# Start of DATA RECORDS

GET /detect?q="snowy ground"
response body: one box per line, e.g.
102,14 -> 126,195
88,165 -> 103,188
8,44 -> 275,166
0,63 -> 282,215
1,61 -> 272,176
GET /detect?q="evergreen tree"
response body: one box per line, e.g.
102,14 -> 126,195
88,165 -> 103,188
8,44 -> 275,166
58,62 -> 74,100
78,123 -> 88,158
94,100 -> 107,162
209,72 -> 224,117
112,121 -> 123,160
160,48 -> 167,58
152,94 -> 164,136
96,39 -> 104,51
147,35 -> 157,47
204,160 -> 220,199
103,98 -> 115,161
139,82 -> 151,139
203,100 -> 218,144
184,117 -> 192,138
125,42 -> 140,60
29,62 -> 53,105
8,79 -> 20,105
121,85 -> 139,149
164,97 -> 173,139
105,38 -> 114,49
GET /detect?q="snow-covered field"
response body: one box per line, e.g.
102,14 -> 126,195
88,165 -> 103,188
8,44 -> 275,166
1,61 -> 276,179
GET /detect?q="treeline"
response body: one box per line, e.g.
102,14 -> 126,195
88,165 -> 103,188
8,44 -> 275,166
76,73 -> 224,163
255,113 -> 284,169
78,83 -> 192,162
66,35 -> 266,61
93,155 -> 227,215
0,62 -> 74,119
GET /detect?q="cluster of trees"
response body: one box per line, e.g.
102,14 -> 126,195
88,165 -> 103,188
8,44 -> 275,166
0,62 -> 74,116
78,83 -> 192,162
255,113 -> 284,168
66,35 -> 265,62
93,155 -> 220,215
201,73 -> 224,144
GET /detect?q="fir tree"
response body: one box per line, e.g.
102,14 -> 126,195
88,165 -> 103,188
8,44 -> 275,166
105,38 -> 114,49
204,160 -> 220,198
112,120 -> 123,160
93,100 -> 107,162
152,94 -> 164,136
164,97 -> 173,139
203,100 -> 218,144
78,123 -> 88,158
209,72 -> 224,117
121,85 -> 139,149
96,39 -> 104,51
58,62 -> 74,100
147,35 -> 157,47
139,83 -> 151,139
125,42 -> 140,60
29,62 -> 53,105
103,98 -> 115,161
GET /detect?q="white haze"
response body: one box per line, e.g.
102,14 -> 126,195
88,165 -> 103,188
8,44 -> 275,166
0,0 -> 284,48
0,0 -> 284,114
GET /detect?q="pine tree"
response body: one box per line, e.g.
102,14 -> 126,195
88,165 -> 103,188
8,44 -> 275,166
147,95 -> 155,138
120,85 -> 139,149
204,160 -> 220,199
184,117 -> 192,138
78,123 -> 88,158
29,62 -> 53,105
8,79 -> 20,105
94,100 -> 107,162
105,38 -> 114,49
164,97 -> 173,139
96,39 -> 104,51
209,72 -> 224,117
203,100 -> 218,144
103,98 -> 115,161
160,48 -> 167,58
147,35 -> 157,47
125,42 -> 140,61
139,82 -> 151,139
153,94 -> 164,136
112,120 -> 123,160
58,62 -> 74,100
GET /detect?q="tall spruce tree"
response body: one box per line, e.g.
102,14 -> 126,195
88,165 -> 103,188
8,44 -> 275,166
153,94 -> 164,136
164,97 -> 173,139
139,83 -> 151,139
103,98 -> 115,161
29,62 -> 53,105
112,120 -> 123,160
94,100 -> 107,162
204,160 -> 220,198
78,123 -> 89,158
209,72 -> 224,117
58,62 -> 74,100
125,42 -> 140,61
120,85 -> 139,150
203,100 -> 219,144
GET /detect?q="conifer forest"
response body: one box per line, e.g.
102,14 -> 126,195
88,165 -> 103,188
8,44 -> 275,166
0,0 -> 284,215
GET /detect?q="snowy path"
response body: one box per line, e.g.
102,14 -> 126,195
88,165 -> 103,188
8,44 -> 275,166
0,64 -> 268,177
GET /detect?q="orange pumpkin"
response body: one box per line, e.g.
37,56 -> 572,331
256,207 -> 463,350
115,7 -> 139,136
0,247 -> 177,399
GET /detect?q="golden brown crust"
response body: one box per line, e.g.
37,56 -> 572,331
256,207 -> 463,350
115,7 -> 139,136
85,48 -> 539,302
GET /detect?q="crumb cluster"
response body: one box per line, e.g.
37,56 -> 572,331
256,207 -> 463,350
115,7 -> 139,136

# End of DATA RECORDS

* WHAT YOU HAVE TO DO *
Reproduce the listing above verbatim, beginning with its first line and stopping after the line that contains "1,61 -> 276,179".

* COMPLETED EXERCISE *
GET /detect?q="snowy ground"
response body: one box per line, e.g.
102,14 -> 126,195
88,165 -> 103,188
8,44 -> 275,166
0,63 -> 282,215
1,61 -> 272,176
GET /detect?q="evergreen tree"
response body: one box per line, e.g.
102,14 -> 126,195
88,165 -> 103,188
8,44 -> 275,166
58,62 -> 74,100
78,123 -> 88,158
94,100 -> 107,162
209,72 -> 224,117
112,121 -> 123,160
160,48 -> 167,58
152,94 -> 164,136
96,39 -> 104,51
147,35 -> 157,47
204,160 -> 220,199
103,98 -> 115,161
139,82 -> 151,139
203,100 -> 218,144
184,117 -> 192,138
125,42 -> 140,60
29,62 -> 53,105
8,79 -> 20,105
121,85 -> 139,149
164,97 -> 173,139
105,38 -> 114,49
GET /detect?q="snow-covered field"
response body: one box per line, e.g.
102,14 -> 126,195
88,165 -> 103,188
8,44 -> 275,166
1,61 -> 276,179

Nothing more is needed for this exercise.